ASSIGNED TASK 1 ▸ In the passage on synthetic embryos, write out everything from "Each team grew" down to "create the embryos.)", replacing "embryos" with "models".
ASSIGNED TASK 2 ▸ In the passage on synthetic embryos, which gene did Zernicka-Goetz's team knock out?
ASSIGNED TASK 3 ▸ According to the passage on synthetic embryos, what developments does that period allow time for? List every one.

SOURCE EXTRACT ▸
————————
That period is long enough for the brain regions to develop, the heart to start beating, and the neural and gut tubes to form. These synthetic embryos look a lot like natural embryos that form when mouse sperm meets egg, but they “were not 100% identical”, Hanna says. “You can see some defects and some changes in the organ size.”
Each team grew their embryos by combining three different cell types, and Hanna’s team also managed to create all three types from naïve embryonic stem cells. “It offers a way to simplify the process,” Hanna says. “You can start everything from one population.” Zernicka-Goetz’s team reported a similar accomplishment in a preprint published on bioRxiv (In their Nature paper, the researchers relied on placenta precursor cells from a cell line to create the embryos.)
Brain development
Zernicka-Goetz’s team also conducted an experiment in which they knocked out a gene called Pax6, which has a key role in brain development. When they eliminated this gene, the mouse heads didn’t develop correctly, mimicking what occurs in natural embryos that lack that gene. The result demonstrates “that the system is actually functional”, says Zernicka-Goetz.
————————
PROVIDED MATERIAL ▸
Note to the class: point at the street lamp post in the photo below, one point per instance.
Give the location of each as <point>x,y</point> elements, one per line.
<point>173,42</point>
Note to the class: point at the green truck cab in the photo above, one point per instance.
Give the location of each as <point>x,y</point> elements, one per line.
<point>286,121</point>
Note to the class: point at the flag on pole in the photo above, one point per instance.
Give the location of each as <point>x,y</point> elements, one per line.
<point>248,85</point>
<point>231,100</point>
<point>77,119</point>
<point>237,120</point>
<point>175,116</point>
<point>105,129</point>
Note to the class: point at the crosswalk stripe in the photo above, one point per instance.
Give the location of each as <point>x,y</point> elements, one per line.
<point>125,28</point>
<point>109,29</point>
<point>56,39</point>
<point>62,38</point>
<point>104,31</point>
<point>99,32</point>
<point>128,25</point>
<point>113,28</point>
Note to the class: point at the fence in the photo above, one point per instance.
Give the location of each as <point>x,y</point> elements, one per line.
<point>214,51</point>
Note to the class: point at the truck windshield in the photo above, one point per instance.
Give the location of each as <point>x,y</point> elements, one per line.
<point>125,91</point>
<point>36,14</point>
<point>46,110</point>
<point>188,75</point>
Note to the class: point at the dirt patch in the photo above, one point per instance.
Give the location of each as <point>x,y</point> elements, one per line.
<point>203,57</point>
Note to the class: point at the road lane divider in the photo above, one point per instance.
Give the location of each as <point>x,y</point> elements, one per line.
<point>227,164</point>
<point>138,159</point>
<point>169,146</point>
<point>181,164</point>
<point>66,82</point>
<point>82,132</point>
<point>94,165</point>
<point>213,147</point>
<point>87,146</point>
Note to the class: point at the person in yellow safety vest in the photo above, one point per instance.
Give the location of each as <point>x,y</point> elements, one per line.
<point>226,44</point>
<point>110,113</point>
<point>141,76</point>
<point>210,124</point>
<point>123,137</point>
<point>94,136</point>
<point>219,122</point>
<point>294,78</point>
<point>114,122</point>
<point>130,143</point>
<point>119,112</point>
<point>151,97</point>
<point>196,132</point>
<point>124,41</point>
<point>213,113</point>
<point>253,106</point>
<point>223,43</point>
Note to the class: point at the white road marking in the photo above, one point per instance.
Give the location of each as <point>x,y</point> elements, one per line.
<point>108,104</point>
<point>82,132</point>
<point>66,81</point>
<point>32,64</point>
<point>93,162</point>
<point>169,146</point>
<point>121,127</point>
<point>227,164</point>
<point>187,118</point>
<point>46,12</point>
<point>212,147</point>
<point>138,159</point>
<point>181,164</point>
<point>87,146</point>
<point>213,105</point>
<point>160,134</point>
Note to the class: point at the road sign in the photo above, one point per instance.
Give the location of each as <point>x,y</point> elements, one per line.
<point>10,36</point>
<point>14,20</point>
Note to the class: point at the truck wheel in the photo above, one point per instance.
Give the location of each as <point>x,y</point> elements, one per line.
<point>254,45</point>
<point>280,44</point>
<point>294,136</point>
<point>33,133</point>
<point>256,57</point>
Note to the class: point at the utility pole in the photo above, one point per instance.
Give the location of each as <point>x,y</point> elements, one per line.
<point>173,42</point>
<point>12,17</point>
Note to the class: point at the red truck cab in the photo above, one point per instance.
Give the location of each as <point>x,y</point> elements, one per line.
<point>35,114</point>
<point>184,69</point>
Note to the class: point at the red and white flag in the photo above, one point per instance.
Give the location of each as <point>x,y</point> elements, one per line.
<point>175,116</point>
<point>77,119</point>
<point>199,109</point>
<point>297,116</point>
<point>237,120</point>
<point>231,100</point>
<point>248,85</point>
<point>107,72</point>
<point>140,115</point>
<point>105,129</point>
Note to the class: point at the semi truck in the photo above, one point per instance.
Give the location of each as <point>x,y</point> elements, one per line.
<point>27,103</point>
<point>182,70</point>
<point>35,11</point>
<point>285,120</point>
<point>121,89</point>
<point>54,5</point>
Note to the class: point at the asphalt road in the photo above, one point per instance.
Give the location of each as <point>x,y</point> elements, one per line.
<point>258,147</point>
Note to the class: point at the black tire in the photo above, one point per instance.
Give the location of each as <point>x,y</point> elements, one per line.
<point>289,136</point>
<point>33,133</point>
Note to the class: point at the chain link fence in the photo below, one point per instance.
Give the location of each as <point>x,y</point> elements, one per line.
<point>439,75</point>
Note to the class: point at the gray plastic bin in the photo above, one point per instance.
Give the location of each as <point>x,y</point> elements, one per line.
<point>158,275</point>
————————
ANSWER 1 ▸
Each team grew their models by combining three different cell types, and Hanna’s team also managed to create all three types from naïve embryonic stem cells. “It offers a way to simplify the process,” Hanna says. “You can start everything from one population.” Zernicka-Goetz’s team reported a similar accomplishment in a preprint published on bioRxiv (In their Nature paper, the researchers relied on placenta precursor cells from a cell line to create the models.)

ANSWER 2 ▸ Pax6

ANSWER 3 ▸
- The brain regions develop
- The heart starts beating
- The neural tube forms
- The gut tube forms